_Problems and tasks_
(a) Using fewer lines, how would you rewrite the pies-vs-waffles notebook's code block that begins "# rename columns" so it keeps the same result?
(b) Can you carry on the pies-vs-waffles notebook from the point where it stops?

In [None]:
import pandas as pd
import seaborn as sns
import matplotlib.pyplot as plt
from warnings import filterwarnings
%matplotlib inline
filterwarnings('ignore')

import numpy as np
from scipy.stats import ttest_ind, ttest_ind_from_stats
from scipy.special import stdtr
from statistics import mean, stdev
from math import sqrt

In [None]:
df = pd.read_csv('Pies vs Waffles_May 3, 2018_21.52 2.csv', skiprows = [0,1])

In [None]:
print("Total Number of Surveys = ", len(df))

In [None]:
# rename columns
old_names = df.columns
new_names = []
for old_name in old_names:
    new_name = eval(old_name)['ImportId']
    new_names.append(new_name)
    
df.columns = new_names

In [None]:
def plot_distributions(list_to_graph, list_names, x, y, title, real_val, print_val = True, file_im = "images/something.png"):
    fig, ax = plt.subplots()
    for i, data in enumerate(list_to_graph):
        sns.set_style("white")
        sns.distplot(data, hist = False, kde_kws={"label":list_names[i]})

_Listing_
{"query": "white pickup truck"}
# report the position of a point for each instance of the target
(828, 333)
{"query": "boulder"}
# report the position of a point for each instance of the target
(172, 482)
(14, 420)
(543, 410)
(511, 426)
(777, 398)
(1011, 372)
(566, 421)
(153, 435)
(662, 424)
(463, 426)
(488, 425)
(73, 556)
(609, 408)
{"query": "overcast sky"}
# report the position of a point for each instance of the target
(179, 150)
--
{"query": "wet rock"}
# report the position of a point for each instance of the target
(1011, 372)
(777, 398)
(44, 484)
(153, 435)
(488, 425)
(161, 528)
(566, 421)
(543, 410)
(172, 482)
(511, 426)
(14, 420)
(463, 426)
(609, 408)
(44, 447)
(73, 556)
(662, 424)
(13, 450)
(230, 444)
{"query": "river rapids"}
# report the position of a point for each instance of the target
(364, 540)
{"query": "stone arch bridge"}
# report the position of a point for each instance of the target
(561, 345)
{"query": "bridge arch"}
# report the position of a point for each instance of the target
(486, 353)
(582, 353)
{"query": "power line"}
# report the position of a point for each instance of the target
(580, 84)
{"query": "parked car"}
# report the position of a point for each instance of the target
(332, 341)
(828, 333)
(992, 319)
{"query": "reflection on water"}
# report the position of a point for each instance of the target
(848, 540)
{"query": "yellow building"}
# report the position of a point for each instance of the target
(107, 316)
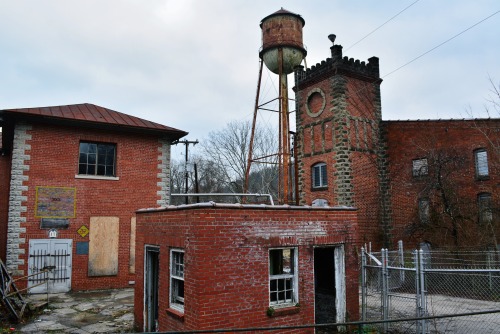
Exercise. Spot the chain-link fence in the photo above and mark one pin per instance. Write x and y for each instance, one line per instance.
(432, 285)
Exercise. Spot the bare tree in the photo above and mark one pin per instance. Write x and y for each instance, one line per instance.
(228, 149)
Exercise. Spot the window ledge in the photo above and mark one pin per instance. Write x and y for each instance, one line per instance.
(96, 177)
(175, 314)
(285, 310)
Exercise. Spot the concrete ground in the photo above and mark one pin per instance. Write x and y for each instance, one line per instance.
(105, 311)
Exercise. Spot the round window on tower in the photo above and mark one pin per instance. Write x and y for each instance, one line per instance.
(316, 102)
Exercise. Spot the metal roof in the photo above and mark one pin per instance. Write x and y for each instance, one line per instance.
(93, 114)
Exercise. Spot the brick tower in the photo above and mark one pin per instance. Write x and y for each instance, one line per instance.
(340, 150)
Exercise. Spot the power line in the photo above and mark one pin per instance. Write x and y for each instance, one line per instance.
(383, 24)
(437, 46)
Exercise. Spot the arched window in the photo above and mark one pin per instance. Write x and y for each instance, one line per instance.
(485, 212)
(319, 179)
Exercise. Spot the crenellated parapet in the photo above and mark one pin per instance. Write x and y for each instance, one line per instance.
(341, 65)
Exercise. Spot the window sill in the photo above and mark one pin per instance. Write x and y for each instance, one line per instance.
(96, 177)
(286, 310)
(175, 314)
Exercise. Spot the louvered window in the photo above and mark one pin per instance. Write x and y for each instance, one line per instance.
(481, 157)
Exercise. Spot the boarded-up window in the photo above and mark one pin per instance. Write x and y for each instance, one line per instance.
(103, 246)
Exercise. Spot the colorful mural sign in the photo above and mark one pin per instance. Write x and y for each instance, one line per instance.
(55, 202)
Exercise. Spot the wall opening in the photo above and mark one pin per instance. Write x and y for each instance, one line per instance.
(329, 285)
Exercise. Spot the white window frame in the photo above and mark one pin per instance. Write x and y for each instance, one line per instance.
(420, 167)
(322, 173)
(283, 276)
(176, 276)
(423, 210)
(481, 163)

_Set of answers_
(a)
# rename columns
df.columns = [eval(old_name)['ImportId'] for old_name in df.columns]

(b)
    ax.set(xlabel= x, ylabel= y)
    ax.set_title(title, size=12.5, weight='bold')
    if print_val:
        ax.axvline(x=real_val, linewidth=1, color='r')
        lim_y = ax.get_ylim()
        lim_x = ax.get_xlim()
        plt.text(real_val - ((lim_y[1] - lim_y[0])/7) , (lim_y[1] - lim_y[0])/10,'value', rotation = 90)
    
    plt.savefig(file_im)

In [None]:
# plot time taken to complete each survey
def make_plot(df, col_name, x, y, title):
    ax = sns.distplot(df[col_name])
    ax.set(xlabel= x, ylabel= y)
    ax.set_title(title)
    plt.savefig("images/one.png")

        
make_plot(df, 'duration', 'Duration (Seconds)', 'Density', "Distribution of Time Taken to Complete Surveys")

## Question 1

### Does the perception of one slice/area depend on the size of the other slices/areas?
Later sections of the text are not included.